> [Your goal]
The entries below contain pictures. Retype everything except those pictures, exactly as given.

(Point annotation dataset records)
** Begin **

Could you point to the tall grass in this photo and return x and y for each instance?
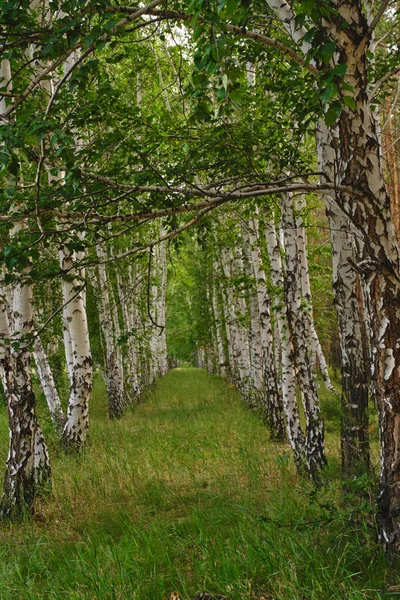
(187, 494)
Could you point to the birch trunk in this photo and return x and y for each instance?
(300, 329)
(240, 350)
(48, 385)
(306, 291)
(358, 166)
(273, 396)
(351, 320)
(113, 361)
(77, 422)
(255, 344)
(220, 351)
(28, 467)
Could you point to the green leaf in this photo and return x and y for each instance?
(327, 51)
(346, 86)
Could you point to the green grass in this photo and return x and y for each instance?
(187, 493)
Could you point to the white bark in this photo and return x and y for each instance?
(306, 290)
(77, 422)
(48, 385)
(274, 400)
(113, 360)
(295, 433)
(299, 327)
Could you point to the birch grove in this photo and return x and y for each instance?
(240, 130)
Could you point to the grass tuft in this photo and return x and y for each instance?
(188, 494)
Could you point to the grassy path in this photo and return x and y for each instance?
(186, 493)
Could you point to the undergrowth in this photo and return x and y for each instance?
(186, 493)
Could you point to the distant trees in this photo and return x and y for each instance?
(94, 147)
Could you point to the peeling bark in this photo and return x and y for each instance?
(300, 331)
(273, 396)
(295, 433)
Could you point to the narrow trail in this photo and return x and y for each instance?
(184, 494)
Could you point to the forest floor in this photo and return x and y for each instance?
(186, 494)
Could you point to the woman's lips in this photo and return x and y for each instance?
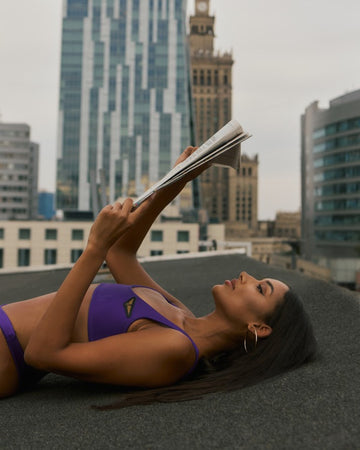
(230, 283)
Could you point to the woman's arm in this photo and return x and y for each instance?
(53, 332)
(131, 241)
(121, 258)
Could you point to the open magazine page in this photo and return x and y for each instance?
(222, 148)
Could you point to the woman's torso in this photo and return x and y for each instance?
(25, 315)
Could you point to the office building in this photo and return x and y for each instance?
(46, 205)
(227, 195)
(124, 97)
(41, 243)
(19, 161)
(330, 152)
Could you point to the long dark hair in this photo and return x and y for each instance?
(291, 344)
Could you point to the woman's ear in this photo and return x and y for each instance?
(261, 329)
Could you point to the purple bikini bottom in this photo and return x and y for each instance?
(27, 375)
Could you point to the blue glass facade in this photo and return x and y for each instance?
(331, 179)
(124, 99)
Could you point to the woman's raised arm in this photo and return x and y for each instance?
(54, 330)
(121, 258)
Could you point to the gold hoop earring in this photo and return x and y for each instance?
(245, 343)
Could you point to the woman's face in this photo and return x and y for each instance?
(247, 299)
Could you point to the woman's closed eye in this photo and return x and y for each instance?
(260, 289)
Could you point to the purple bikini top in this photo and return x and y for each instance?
(114, 307)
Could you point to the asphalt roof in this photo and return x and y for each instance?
(316, 406)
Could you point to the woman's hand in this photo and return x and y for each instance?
(112, 222)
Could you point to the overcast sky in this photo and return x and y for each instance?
(288, 53)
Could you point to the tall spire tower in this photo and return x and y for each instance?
(227, 195)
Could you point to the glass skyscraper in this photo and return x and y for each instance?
(331, 186)
(124, 96)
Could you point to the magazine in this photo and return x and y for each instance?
(223, 149)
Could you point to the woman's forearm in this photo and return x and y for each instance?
(54, 330)
(132, 239)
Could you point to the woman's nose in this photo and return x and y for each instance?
(243, 276)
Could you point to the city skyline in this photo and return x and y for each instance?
(286, 56)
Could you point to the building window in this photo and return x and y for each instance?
(23, 257)
(75, 254)
(50, 255)
(195, 77)
(156, 235)
(51, 234)
(183, 236)
(77, 235)
(24, 233)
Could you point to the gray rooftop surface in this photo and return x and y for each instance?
(316, 406)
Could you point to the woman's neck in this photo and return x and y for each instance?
(211, 333)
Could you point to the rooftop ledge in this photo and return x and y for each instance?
(316, 406)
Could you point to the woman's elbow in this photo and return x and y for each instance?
(36, 359)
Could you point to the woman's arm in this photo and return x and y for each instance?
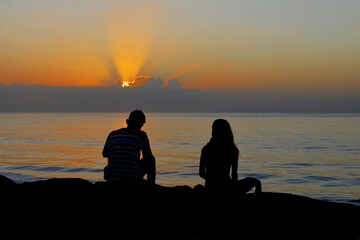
(234, 166)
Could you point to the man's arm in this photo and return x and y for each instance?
(203, 160)
(106, 150)
(149, 162)
(234, 166)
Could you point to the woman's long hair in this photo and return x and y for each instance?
(222, 141)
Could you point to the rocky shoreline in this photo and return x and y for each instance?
(74, 207)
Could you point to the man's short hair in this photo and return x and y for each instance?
(137, 117)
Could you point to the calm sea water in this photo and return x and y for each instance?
(316, 155)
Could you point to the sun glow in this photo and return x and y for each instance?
(127, 84)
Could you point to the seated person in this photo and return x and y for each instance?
(218, 157)
(122, 148)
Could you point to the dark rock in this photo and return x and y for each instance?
(61, 182)
(75, 206)
(5, 181)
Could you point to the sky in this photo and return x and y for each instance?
(245, 45)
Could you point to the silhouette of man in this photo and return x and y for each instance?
(122, 148)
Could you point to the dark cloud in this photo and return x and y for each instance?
(20, 98)
(174, 84)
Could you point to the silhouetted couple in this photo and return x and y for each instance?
(218, 157)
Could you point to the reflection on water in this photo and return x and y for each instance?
(315, 154)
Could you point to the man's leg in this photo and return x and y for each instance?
(246, 184)
(150, 168)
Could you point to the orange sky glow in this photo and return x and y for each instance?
(204, 46)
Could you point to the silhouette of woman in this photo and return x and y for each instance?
(218, 157)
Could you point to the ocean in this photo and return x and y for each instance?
(315, 155)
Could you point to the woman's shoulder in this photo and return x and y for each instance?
(205, 148)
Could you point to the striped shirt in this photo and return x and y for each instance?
(122, 148)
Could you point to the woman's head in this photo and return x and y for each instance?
(221, 131)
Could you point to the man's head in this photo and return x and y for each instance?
(136, 119)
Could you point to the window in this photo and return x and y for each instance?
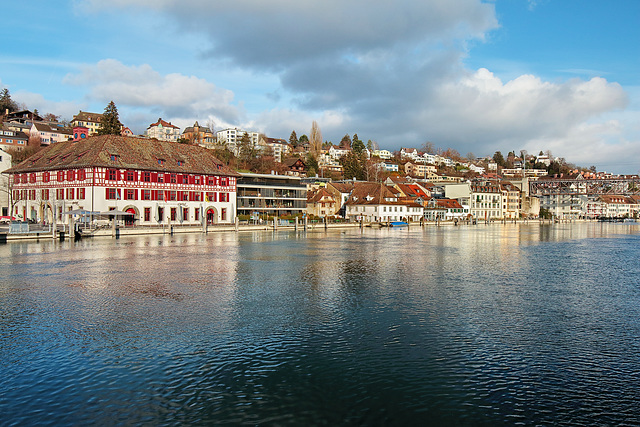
(113, 194)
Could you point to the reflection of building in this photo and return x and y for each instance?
(5, 163)
(158, 182)
(273, 195)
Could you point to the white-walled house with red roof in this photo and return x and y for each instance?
(158, 182)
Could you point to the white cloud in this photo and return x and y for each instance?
(174, 96)
(35, 101)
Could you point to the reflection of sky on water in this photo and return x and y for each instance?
(498, 323)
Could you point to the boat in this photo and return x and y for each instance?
(398, 224)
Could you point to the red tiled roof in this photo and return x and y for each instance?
(127, 153)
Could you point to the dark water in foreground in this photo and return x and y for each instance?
(490, 325)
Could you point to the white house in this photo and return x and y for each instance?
(157, 182)
(164, 131)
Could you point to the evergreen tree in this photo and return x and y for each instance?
(293, 139)
(354, 165)
(357, 146)
(110, 123)
(312, 165)
(6, 103)
(346, 141)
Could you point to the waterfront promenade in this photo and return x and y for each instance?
(37, 232)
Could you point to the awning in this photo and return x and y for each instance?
(82, 212)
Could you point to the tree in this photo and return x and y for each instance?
(246, 150)
(293, 139)
(428, 147)
(357, 146)
(110, 123)
(312, 165)
(315, 138)
(346, 141)
(6, 103)
(353, 166)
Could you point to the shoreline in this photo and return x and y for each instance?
(171, 230)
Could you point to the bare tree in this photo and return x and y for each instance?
(315, 138)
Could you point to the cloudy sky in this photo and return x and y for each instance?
(476, 76)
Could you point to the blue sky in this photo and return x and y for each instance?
(475, 76)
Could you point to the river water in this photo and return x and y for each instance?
(475, 325)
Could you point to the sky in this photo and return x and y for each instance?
(475, 76)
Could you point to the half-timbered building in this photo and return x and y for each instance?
(158, 182)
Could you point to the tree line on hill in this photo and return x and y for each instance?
(355, 164)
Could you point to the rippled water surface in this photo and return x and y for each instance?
(486, 325)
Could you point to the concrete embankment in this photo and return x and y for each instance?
(133, 231)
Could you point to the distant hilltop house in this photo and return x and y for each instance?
(91, 122)
(48, 135)
(231, 137)
(199, 135)
(13, 139)
(155, 181)
(277, 147)
(163, 131)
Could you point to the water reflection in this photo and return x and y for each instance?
(497, 324)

** End **

> [The result]
Could you point to the tall grass in this photo and return x and y for each instance?
(187, 494)
Could you point to the birch trunk in this photo and return x and y for each instance?
(300, 329)
(240, 350)
(48, 385)
(306, 291)
(358, 166)
(273, 396)
(351, 320)
(113, 361)
(77, 422)
(255, 344)
(220, 351)
(28, 467)
Could you point to the green leaf in this photo and return x and y for each instance?
(327, 51)
(346, 86)
Could you point to the green grass in this photo and return x and y for each instance?
(187, 493)
Could you point to the white bark in this photo and return x and y for each instance?
(306, 290)
(77, 422)
(48, 385)
(274, 400)
(113, 360)
(295, 433)
(299, 327)
Could you point to the birch grove in this photo and return x and y for each instance?
(240, 130)
Could you point to the grass tuft in this photo and return x and y for each instance?
(188, 494)
Could you point to the grassy path in this photo and return x and y for each instance?
(186, 493)
Could you point to the undergrowth in this photo and return x and y for each instance?
(186, 493)
Could you point to the distant trees in this photo and return x and y for each instance?
(94, 147)
Could you point to the peeling bark in this photo and return x and y for each instance?
(300, 331)
(273, 396)
(295, 433)
Could you point to the narrow trail in this photo and return x and y for each instance?
(184, 494)
Could you point to the forest floor in this photo and return x and y for each instance?
(186, 494)
Could you point to the woman's lips in this photo and return x and y for each instance?
(230, 283)
Could you point to the woman's arm in this photo and return x and y for each instance?
(53, 332)
(131, 241)
(121, 258)
Could you point to the open magazine page in this photo and return x and y for each instance?
(222, 148)
Could you point to the woman's torso in this photo and return x and y for each instance?
(25, 315)
Could you point to the office building in this photo and return x and y for each instance?
(46, 205)
(227, 195)
(124, 97)
(41, 243)
(19, 161)
(330, 152)
Could you point to the long dark hair in this photo and return x and y for each instance?
(291, 344)
Could you point to the woman's ear in this photo and return x and y for each instance?
(261, 329)
Could you point to the purple bikini bottom in this photo and return x and y for each instance?
(27, 375)
Could you point to the blue glass facade in this photo and return x and y for each instance?
(331, 179)
(124, 99)
Could you point to the woman's raised arm in this photo and return x and y for each instance?
(54, 330)
(121, 258)
Could you point to the gold hoop earring in this photo and return x and y for each instance?
(245, 343)
Could you point to the woman's face in this photo and return x and y for each instance?
(247, 299)
Could you point to the woman's closed eye in this photo and return x and y for each instance?
(260, 289)
Could you point to the purple bikini top in this photo and return x and y for each instance?
(114, 307)
Could you point to the asphalt roof in this photo and return x and y for each instance?
(316, 406)
Could you point to the woman's hand in this photo and return x and y for each instance?
(112, 222)
Could you point to the overcast sky in this photo and return x and y for each instance?
(288, 53)
Could you point to the tall spire tower in this photo and return x and y for each instance?
(227, 195)
Could you point to the glass skyscraper in this photo and return x and y for each instance?
(331, 186)
(124, 96)
Could you point to the magazine in this photo and return x and y for each instance?
(223, 149)
Could you point to the woman's forearm in this photo and return x and y for each instance?
(54, 330)
(132, 239)
Could you point to the woman's nose in this photo and return x and y for each instance?
(243, 276)
Could you point to the city skyline in this photo and return x and y for each instance?
(286, 56)
Could you point to the building window in this photo and return x and y for each instance?
(23, 257)
(75, 254)
(50, 255)
(195, 77)
(156, 235)
(51, 234)
(183, 236)
(77, 235)
(24, 233)
Could you point to the gray rooftop surface in this photo and return x and y for each instance?
(316, 406)
Could you point to the woman's neck in this photo and return x and y for each instance?
(211, 333)
Could you point to the rooftop ledge in this photo and return x and y for each instance?
(316, 406)
Could you point to the woman's elbow in this photo and return x and y for each instance?
(36, 359)
Could you point to the woman's arm in this photo and return x and y for each instance?
(234, 166)
Could you point to the man's arm in this photo and return x and y for each instance?
(203, 160)
(106, 150)
(149, 162)
(234, 166)
Could you point to the woman's long hair in this photo and return x and y for each instance?
(222, 141)
Could you point to the rocky shoreline in this photo and return x and y for each instance?
(74, 207)
Could you point to the man's short hair in this photo and return x and y for each instance?
(137, 117)
Could you point to the calm sea water in this photo and return x and y for each instance?
(316, 155)
Could you point to the sun glow in this photo and return x and y for each instance?
(127, 84)
Could you point to the seated person in this photo and return x and y for each instance?
(218, 157)
(122, 148)
Could you point to the dark rock in this photo and return x and y for each instance?
(61, 182)
(75, 206)
(5, 181)
Could you point to the sky in this photo and return x and y for each instance?
(245, 45)
Could you point to the silhouette of man in this photo and return x and y for each instance?
(122, 148)
Could you point to the dark cloud in this photo and return x and y for each instance?
(20, 98)
(174, 84)
Could you point to the silhouetted couple in this photo and return x and y for each instance?
(218, 157)
Could you point to the reflection on water in this photo and return x and y for each instance?
(315, 154)
Could you point to the man's leg in this photo and return x and y for each instance?
(246, 184)
(150, 168)
Could you point to the orange sky glow in this photo and return x and y for each instance?
(204, 46)
Could you point to the silhouette of woman in this photo and return x and y for each instance?
(218, 157)
Could you point to the ocean in this photo and return x and y for each instance?
(315, 155)
Could you point to the woman's shoulder in this photo and return x and y for each instance?
(205, 148)
Could you point to the striped shirt in this photo and return x and y for each instance?
(122, 148)
Could you point to the woman's head in this photo and return x and y for each instance?
(221, 131)
Could you point to the man's head in this photo and return x and y for each instance?
(136, 119)
Could you point to the window in this photo and return x and y for each instance?
(113, 194)
Could you point to the reflection of building in this photo and return x and y for each instance?
(5, 163)
(158, 182)
(273, 195)
Could you point to the white-walled house with red roof in this photo and return x and y for each instance?
(158, 182)
Could you point to the white cloud in this photo and return x and y for each instance?
(174, 96)
(35, 101)
Could you point to the reflection of sky on water in this photo and return x and y for each instance?
(498, 323)
Could you point to the boat in this photo and return x and y for each instance?
(398, 224)
Could you point to the red tiled roof in this photo and return x and y for each instance?
(127, 153)
Could you point to the dark water in foreground in this photo and return x and y for each instance?
(490, 325)
Could you point to the white house in this photo and return x and y for each instance?
(157, 182)
(164, 131)
Could you point to the evergreen tree in this photo and return x and y for each instance?
(293, 139)
(354, 165)
(357, 146)
(110, 123)
(312, 165)
(6, 103)
(346, 141)
Could you point to the waterfront promenade in this photo and return x and y for each instance?
(37, 232)
Could you point to the awning in this photo and return x and y for each instance?
(82, 212)
Could you point to the tree in this photo and return x and y for each instance?
(246, 150)
(293, 139)
(428, 147)
(357, 146)
(110, 123)
(312, 165)
(315, 138)
(346, 141)
(6, 103)
(353, 166)
Could you point to the shoreline in this photo and return x and y for each instance?
(171, 230)
Could you point to the bare tree in this photo and return x and y for each instance?
(315, 138)
Could you point to the cloudy sky in this photo and return x and y for each instance?
(476, 76)
Could you point to the blue sky in this photo and return x and y for each instance?
(475, 76)
Could you point to the river water in this photo and return x and y for each instance?
(475, 325)
Could you point to the sky in this photo and return x and y for each instance?
(475, 76)
Could you point to the half-timbered building in this photo and return x and y for each instance?
(158, 182)
Could you point to the tree line on hill in this photo and return x and y for each instance?
(355, 164)
Could you point to the rippled water surface in this photo and return x and y for each instance?
(486, 325)
Could you point to the concrete embankment in this photo and return x and y for each instance?
(133, 231)
Could you point to the distant hilltop house in this photo and return x and y for each instance?
(91, 122)
(48, 135)
(231, 137)
(199, 135)
(13, 139)
(155, 181)
(277, 147)
(163, 131)
Could you point to the water reflection in this photo and return x and y for each instance?
(497, 324)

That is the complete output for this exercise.